Copy every row below word for word, but leave out the pictures.

§ **Region annotation entries**:
────────

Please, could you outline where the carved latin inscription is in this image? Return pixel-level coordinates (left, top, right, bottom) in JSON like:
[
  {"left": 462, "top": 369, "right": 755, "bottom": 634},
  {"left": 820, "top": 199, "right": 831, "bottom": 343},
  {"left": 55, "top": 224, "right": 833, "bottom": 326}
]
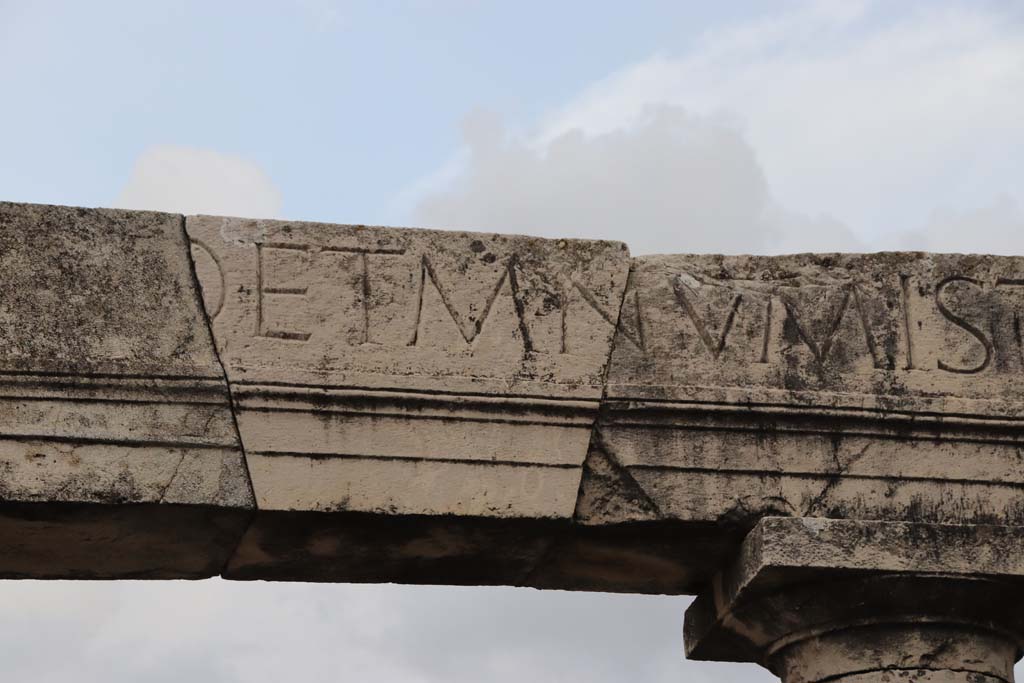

────────

§ **WRITTEN SOLUTION**:
Please, could you outline where the carved latin inscription is in this image? Return pixel-level coordinates (left, top, right, bottom) in JSON like:
[
  {"left": 462, "top": 369, "right": 755, "bottom": 634},
  {"left": 820, "top": 199, "right": 831, "bottom": 343},
  {"left": 55, "top": 224, "right": 833, "bottom": 326}
]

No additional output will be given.